■ Task item ■
Decide whether each statement below agrees with the Labor dissent text, answering yes or no and quoting the words from the text that settle it: (a) The Labor Party supports the committee's majority report. (b) Labor senators hold that narcotic drugs should never have been permitted in immigration detention centres. (c) The government held an open discussion about risks to staff, visitors and detainees in immigration detention facilities.

1.1
The Australian Labor Party (Labor Party) dissents from the majority
report of the Legal and Constitutional Affairs Legislation Committee (the
committee) inquiry into the provisions of the Migration Amendment (Prohibiting
Items in Immigration Detention Facilities) Bill 2017 (the bill).
1.2
The Labor Party recognises that the risks associated with the changing profile
of detainees in immigration detention may require new management policies.
However, the government has not demonstrated any attempt to address these risks
in less restrictive ways than those proposed in the bill. The government had
the opportunity to have an open discussion about the challenges and risks to
staff, visitors and detainees in immigration detention facilities but has
failed to do so.
1.3
Labor senators are strongly of the view that items like narcotic drugs,
child exploitation material or weapons or other items that are illegal should
not now, nor ever have been permitted within immigration detention centres on
reviewing the evidence provided to the committee. The government however has
not made the case for the necessity of some of the other proposed amendments.

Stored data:
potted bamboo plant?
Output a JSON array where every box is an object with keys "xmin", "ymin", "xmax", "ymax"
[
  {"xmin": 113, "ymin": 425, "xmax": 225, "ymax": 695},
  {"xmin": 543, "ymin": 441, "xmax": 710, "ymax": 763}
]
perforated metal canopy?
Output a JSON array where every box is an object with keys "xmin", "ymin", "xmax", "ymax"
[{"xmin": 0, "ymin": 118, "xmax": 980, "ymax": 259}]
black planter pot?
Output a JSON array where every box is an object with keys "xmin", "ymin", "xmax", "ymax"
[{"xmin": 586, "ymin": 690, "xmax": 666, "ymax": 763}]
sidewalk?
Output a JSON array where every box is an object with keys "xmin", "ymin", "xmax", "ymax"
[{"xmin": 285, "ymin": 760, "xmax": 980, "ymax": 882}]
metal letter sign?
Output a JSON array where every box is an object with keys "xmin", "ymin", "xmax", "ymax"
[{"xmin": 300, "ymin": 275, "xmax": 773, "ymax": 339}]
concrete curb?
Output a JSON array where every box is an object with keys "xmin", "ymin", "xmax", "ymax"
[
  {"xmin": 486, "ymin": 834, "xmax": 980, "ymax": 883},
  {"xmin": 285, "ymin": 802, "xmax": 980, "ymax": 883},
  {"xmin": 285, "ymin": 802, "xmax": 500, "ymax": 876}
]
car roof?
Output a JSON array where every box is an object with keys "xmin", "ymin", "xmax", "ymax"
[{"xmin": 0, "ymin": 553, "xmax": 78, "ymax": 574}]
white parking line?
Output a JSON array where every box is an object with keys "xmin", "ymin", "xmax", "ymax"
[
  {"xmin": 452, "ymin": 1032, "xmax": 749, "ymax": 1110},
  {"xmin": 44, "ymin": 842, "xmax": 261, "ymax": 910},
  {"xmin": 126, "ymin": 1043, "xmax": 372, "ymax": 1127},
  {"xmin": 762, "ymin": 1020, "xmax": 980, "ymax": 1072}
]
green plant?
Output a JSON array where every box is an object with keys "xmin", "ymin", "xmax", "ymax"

■ Result for this exercise ■
(a) No: "The Australian Labor Party (Labor Party) dissents from the majority report"
(b) Yes: "items like narcotic drugs, child exploitation material or weapons or other items that are illegal should not now, nor ever have been permitted within immigration detention centres"
(c) No: "The government had the opportunity to have an open discussion about the challenges and risks to staff, visitors and detainees in immigration detention facilities but has failed to do so."